##### Data to process #####

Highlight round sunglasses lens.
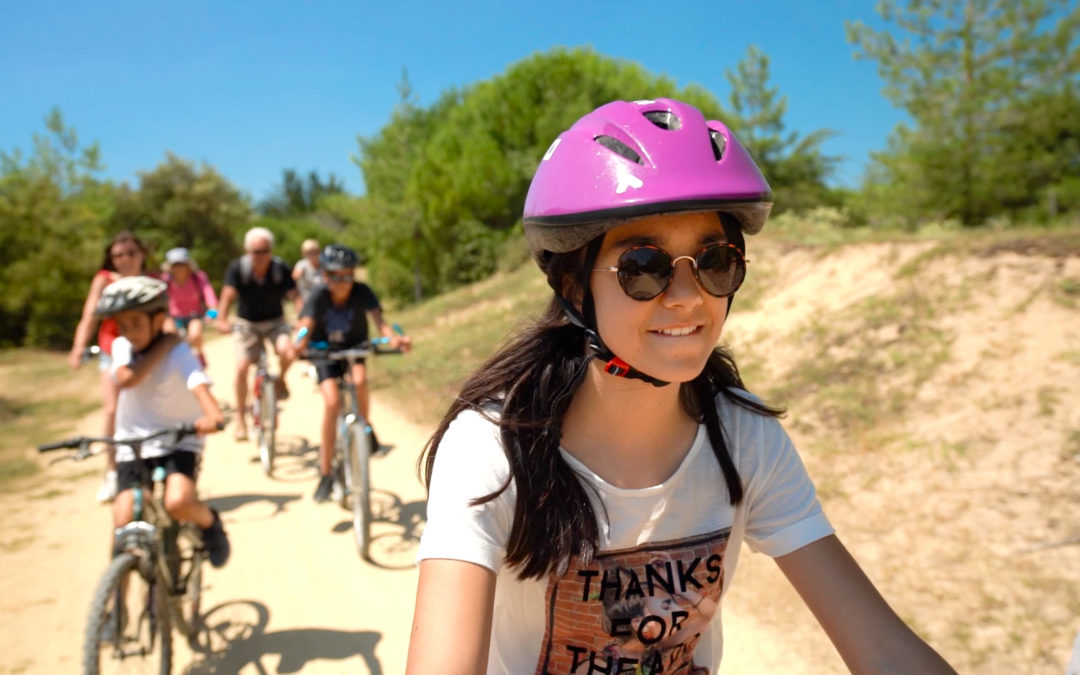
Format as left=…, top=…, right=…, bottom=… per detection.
left=619, top=247, right=672, bottom=300
left=698, top=241, right=746, bottom=297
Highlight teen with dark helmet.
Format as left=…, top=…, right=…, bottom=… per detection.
left=291, top=244, right=411, bottom=501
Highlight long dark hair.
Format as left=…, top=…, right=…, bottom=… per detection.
left=420, top=219, right=783, bottom=579
left=99, top=230, right=150, bottom=272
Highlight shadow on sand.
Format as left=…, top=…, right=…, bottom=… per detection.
left=185, top=600, right=382, bottom=675
left=332, top=488, right=428, bottom=569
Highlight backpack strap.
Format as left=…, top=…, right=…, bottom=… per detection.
left=240, top=253, right=255, bottom=285
left=240, top=253, right=288, bottom=286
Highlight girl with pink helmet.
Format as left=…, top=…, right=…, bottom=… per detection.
left=408, top=98, right=951, bottom=675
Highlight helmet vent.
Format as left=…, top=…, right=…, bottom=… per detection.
left=644, top=110, right=683, bottom=131
left=593, top=136, right=645, bottom=166
left=708, top=129, right=728, bottom=162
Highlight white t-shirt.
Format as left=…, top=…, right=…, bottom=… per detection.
left=417, top=392, right=833, bottom=675
left=109, top=337, right=211, bottom=462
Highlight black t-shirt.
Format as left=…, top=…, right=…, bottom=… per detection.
left=225, top=257, right=296, bottom=322
left=300, top=281, right=382, bottom=347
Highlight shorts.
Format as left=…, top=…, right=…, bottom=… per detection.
left=312, top=359, right=364, bottom=384
left=117, top=450, right=199, bottom=492
left=233, top=316, right=288, bottom=363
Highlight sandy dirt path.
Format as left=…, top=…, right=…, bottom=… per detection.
left=0, top=332, right=821, bottom=674
left=0, top=339, right=430, bottom=673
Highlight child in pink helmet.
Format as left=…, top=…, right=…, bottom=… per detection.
left=164, top=246, right=217, bottom=367
left=408, top=98, right=951, bottom=674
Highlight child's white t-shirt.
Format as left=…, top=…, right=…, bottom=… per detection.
left=417, top=391, right=833, bottom=675
left=109, top=337, right=211, bottom=462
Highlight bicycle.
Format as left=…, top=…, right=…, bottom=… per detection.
left=38, top=424, right=224, bottom=675
left=234, top=324, right=279, bottom=476
left=302, top=338, right=402, bottom=561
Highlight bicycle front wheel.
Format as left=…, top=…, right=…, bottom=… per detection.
left=82, top=553, right=173, bottom=675
left=259, top=377, right=278, bottom=475
left=345, top=423, right=373, bottom=561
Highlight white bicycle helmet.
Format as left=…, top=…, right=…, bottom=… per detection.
left=94, top=276, right=168, bottom=316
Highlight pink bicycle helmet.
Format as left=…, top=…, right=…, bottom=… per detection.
left=524, top=98, right=772, bottom=259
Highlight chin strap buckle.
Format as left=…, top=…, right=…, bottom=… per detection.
left=604, top=356, right=630, bottom=377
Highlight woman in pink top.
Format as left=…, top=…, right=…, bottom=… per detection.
left=165, top=247, right=217, bottom=367
left=68, top=230, right=147, bottom=502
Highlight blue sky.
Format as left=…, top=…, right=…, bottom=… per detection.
left=0, top=0, right=904, bottom=200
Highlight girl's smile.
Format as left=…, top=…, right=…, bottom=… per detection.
left=591, top=212, right=728, bottom=382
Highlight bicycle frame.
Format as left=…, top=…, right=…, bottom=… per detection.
left=120, top=462, right=205, bottom=637
left=306, top=338, right=401, bottom=559
left=237, top=324, right=279, bottom=476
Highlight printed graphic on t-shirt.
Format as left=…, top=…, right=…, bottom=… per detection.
left=536, top=528, right=731, bottom=675
left=325, top=303, right=356, bottom=345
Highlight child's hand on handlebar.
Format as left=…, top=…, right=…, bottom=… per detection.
left=389, top=333, right=413, bottom=353
left=194, top=415, right=225, bottom=435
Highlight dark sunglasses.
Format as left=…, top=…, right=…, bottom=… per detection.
left=593, top=243, right=746, bottom=301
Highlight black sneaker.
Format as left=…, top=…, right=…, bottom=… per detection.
left=203, top=509, right=232, bottom=567
left=315, top=474, right=334, bottom=501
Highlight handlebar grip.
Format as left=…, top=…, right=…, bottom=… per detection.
left=38, top=438, right=81, bottom=453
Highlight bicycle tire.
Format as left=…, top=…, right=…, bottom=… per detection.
left=330, top=414, right=352, bottom=509
left=345, top=422, right=380, bottom=561
left=82, top=553, right=173, bottom=675
left=259, top=377, right=278, bottom=476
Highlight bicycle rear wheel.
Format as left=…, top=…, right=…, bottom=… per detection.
left=82, top=553, right=173, bottom=675
left=259, top=377, right=278, bottom=475
left=345, top=422, right=372, bottom=561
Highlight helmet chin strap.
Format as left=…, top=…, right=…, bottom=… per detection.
left=556, top=292, right=671, bottom=387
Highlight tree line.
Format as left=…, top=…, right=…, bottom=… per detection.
left=0, top=0, right=1080, bottom=346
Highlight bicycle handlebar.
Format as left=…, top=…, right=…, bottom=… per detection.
left=38, top=422, right=225, bottom=458
left=300, top=337, right=404, bottom=361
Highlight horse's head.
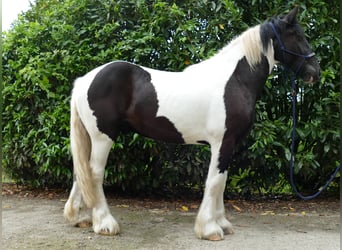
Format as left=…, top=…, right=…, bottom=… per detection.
left=269, top=7, right=320, bottom=83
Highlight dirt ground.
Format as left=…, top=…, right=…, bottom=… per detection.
left=0, top=186, right=341, bottom=250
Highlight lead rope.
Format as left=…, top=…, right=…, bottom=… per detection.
left=290, top=74, right=341, bottom=201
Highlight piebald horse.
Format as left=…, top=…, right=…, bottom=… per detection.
left=64, top=7, right=320, bottom=240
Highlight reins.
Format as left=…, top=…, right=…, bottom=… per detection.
left=270, top=22, right=341, bottom=200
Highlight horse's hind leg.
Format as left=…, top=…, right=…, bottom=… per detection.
left=195, top=141, right=233, bottom=240
left=64, top=179, right=92, bottom=227
left=90, top=134, right=120, bottom=235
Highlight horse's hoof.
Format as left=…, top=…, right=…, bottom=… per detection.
left=75, top=221, right=93, bottom=228
left=223, top=228, right=234, bottom=235
left=99, top=230, right=119, bottom=236
left=208, top=234, right=223, bottom=241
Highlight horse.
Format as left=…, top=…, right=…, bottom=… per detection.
left=64, top=7, right=320, bottom=240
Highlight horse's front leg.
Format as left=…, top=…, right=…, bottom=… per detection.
left=195, top=141, right=233, bottom=240
left=89, top=137, right=120, bottom=235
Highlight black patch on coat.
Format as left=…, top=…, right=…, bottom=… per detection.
left=218, top=56, right=269, bottom=173
left=88, top=62, right=184, bottom=143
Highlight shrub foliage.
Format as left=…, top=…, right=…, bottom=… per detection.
left=2, top=0, right=340, bottom=195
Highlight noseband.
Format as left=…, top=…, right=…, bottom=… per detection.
left=270, top=22, right=315, bottom=75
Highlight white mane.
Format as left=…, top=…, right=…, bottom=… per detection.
left=186, top=25, right=275, bottom=72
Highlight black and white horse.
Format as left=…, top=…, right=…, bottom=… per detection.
left=64, top=8, right=320, bottom=240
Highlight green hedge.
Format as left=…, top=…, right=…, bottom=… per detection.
left=2, top=0, right=340, bottom=195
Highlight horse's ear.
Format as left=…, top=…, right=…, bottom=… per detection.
left=283, top=6, right=298, bottom=24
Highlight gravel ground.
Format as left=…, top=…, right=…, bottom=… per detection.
left=0, top=192, right=341, bottom=250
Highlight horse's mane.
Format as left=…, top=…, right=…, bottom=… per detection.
left=186, top=25, right=273, bottom=71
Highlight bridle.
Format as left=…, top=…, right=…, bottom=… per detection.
left=269, top=22, right=315, bottom=75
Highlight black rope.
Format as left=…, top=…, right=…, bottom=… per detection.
left=290, top=74, right=341, bottom=201
left=269, top=22, right=341, bottom=200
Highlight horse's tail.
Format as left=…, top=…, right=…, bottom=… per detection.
left=70, top=93, right=96, bottom=208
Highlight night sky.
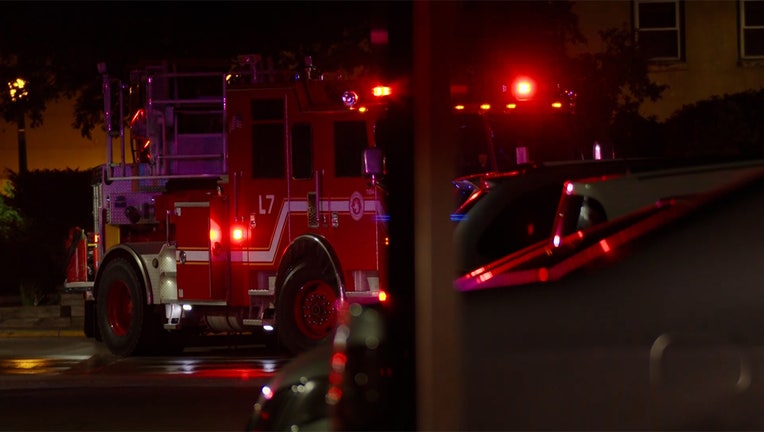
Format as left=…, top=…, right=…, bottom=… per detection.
left=0, top=1, right=388, bottom=76
left=0, top=1, right=402, bottom=177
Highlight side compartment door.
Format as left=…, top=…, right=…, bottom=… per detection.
left=172, top=202, right=224, bottom=301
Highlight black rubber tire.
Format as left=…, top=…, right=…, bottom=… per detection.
left=96, top=258, right=160, bottom=357
left=276, top=250, right=339, bottom=354
left=83, top=300, right=101, bottom=341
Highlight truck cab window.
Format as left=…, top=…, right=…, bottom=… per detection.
left=292, top=123, right=313, bottom=179
left=334, top=121, right=369, bottom=177
left=250, top=99, right=284, bottom=178
left=252, top=122, right=284, bottom=178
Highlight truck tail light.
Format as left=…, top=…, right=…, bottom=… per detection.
left=231, top=226, right=244, bottom=242
left=512, top=76, right=536, bottom=100
left=371, top=86, right=393, bottom=97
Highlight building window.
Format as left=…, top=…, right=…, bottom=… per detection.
left=739, top=0, right=764, bottom=58
left=634, top=0, right=684, bottom=61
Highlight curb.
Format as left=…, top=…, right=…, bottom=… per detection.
left=0, top=329, right=85, bottom=338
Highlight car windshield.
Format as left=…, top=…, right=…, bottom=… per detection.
left=454, top=112, right=578, bottom=177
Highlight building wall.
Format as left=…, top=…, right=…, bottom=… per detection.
left=572, top=0, right=764, bottom=120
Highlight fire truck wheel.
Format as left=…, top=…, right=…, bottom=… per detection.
left=96, top=258, right=159, bottom=357
left=276, top=259, right=339, bottom=354
left=83, top=300, right=101, bottom=340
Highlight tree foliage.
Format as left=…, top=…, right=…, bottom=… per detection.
left=570, top=28, right=667, bottom=148
left=0, top=169, right=93, bottom=293
left=664, top=89, right=764, bottom=157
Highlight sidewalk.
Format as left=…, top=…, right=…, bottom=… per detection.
left=0, top=293, right=85, bottom=338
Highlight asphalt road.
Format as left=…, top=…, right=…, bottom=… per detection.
left=0, top=337, right=287, bottom=431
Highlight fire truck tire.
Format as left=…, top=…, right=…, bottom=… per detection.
left=96, top=258, right=161, bottom=357
left=83, top=300, right=101, bottom=341
left=276, top=256, right=339, bottom=354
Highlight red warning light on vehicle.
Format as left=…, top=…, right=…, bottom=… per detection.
left=512, top=76, right=536, bottom=101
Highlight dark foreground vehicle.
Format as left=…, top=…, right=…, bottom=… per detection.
left=451, top=158, right=752, bottom=276
left=463, top=171, right=764, bottom=430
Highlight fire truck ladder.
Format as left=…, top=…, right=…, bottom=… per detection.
left=104, top=66, right=228, bottom=184
left=146, top=67, right=227, bottom=178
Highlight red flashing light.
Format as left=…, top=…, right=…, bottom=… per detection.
left=512, top=76, right=536, bottom=100
left=371, top=86, right=393, bottom=97
left=231, top=226, right=244, bottom=242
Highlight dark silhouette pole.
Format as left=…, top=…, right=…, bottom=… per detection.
left=18, top=109, right=27, bottom=173
left=8, top=78, right=28, bottom=174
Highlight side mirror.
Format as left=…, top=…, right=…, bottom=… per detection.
left=363, top=147, right=385, bottom=180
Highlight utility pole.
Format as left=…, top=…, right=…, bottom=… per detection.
left=8, top=78, right=28, bottom=174
left=18, top=109, right=27, bottom=173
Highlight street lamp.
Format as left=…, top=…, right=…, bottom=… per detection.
left=8, top=78, right=28, bottom=173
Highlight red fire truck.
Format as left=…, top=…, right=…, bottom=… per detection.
left=67, top=55, right=390, bottom=356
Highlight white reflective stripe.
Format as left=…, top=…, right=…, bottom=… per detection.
left=175, top=199, right=384, bottom=263
left=175, top=201, right=210, bottom=207
left=175, top=249, right=210, bottom=262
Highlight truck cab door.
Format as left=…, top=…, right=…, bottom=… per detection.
left=172, top=200, right=228, bottom=302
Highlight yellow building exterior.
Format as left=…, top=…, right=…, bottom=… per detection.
left=571, top=0, right=764, bottom=120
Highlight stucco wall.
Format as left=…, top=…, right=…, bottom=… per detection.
left=571, top=0, right=764, bottom=120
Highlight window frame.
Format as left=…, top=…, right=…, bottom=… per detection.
left=632, top=0, right=685, bottom=63
left=738, top=0, right=764, bottom=60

#####

> Problem details: Extract every line from the records above that contains the word "front".

> Written response:
Highlight bicycle front wheel.
Highlight horse's front leg.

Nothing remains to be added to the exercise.